/---

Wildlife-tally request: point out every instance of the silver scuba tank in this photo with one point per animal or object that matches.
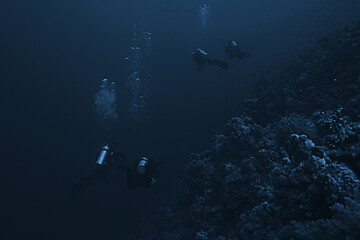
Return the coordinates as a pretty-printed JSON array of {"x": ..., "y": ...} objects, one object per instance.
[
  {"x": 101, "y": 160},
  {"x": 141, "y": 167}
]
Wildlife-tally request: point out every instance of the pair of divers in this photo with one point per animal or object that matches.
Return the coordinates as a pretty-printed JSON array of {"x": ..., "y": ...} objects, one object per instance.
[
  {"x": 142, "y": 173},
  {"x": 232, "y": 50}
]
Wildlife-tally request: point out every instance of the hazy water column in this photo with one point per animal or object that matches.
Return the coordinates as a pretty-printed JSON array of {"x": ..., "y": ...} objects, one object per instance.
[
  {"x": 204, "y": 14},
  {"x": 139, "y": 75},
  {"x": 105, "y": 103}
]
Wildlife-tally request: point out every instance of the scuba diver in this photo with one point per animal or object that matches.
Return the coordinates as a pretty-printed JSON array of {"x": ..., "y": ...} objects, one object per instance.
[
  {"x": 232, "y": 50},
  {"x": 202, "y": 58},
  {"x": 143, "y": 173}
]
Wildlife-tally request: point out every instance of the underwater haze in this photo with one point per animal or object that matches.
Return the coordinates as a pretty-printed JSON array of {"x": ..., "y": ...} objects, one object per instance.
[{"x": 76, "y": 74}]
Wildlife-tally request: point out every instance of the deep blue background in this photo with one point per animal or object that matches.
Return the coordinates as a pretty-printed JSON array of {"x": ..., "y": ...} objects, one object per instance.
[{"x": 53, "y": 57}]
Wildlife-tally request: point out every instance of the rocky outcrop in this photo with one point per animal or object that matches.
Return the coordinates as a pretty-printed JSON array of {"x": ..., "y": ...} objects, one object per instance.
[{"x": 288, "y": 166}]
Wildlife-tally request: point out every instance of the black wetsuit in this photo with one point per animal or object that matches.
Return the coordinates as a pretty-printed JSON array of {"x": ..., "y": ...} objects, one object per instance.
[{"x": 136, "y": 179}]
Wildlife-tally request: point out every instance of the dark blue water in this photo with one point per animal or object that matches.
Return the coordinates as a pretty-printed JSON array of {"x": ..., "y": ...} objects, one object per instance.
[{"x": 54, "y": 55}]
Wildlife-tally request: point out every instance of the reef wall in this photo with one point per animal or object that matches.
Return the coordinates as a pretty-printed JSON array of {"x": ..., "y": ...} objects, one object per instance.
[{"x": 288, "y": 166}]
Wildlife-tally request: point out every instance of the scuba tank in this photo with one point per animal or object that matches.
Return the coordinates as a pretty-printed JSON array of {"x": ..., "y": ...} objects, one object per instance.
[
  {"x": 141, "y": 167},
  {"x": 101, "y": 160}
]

\---
/---

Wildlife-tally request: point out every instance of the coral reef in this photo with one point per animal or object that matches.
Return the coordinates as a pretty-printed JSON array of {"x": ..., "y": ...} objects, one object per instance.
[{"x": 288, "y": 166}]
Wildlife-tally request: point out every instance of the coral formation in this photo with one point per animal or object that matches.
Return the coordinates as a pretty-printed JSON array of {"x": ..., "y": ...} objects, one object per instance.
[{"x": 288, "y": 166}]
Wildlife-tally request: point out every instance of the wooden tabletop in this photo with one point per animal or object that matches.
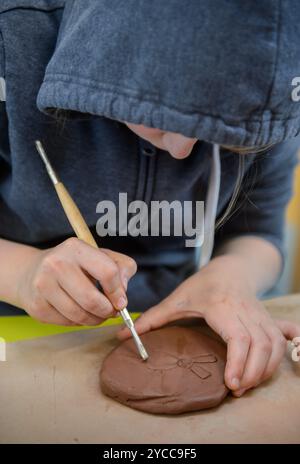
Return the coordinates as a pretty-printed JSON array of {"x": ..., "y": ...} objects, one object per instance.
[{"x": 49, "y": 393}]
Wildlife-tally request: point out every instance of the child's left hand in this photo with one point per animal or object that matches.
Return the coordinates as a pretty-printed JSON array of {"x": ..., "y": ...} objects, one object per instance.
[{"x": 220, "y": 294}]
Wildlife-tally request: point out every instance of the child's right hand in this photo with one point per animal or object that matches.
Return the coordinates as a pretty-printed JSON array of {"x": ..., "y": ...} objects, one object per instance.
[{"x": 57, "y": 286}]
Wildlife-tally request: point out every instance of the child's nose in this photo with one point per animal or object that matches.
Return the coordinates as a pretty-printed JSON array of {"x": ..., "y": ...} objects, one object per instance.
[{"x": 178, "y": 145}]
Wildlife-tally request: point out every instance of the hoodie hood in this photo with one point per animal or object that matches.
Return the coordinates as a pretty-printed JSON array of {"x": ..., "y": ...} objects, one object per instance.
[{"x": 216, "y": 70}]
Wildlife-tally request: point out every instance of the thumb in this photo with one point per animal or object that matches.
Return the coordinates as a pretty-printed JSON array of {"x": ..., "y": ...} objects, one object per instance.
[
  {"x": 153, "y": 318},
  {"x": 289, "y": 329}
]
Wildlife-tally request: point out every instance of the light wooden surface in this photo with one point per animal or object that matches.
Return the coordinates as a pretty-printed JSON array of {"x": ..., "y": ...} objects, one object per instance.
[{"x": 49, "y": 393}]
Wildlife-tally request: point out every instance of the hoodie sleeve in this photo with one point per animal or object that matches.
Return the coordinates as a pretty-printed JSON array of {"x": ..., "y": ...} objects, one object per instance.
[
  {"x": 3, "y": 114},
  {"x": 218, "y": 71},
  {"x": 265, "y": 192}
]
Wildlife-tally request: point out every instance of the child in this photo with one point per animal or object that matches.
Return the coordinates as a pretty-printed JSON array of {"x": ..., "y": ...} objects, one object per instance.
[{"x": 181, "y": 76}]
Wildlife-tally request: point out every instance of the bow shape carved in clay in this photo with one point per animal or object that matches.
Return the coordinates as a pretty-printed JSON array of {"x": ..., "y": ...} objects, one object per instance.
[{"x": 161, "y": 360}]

\---
/---

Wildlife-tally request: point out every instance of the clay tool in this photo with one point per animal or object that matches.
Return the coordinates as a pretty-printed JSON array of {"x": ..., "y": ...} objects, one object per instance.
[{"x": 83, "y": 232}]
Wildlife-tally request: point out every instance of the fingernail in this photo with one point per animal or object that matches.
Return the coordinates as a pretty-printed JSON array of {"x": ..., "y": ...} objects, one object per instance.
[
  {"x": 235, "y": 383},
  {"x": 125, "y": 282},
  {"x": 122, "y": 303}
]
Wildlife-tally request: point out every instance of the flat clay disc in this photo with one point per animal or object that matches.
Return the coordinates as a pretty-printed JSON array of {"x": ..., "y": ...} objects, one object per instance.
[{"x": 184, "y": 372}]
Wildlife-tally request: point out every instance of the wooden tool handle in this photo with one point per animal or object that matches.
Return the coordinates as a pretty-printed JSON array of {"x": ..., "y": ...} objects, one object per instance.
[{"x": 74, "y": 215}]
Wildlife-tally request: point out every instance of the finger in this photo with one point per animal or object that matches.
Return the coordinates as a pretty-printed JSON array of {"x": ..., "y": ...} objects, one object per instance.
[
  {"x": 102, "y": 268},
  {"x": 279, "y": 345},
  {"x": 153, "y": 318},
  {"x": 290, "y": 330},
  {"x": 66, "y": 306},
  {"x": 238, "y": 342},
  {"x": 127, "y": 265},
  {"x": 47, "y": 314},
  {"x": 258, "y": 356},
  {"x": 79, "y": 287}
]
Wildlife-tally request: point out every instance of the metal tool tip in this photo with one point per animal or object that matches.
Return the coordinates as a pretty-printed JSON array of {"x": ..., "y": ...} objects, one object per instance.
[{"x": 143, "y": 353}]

\---

_Exercise requirements_
Extract every line of the records above that contains the word "tank", treating uppercase and lowercase as different.

_Correct answer_
Wildlife-tally request: point out every instance of the silver scuba tank in this photo with one point per animal or object that matches.
Wildlife-tally request: point out every instance of the scuba tank in this photo with one point per animal or object that matches.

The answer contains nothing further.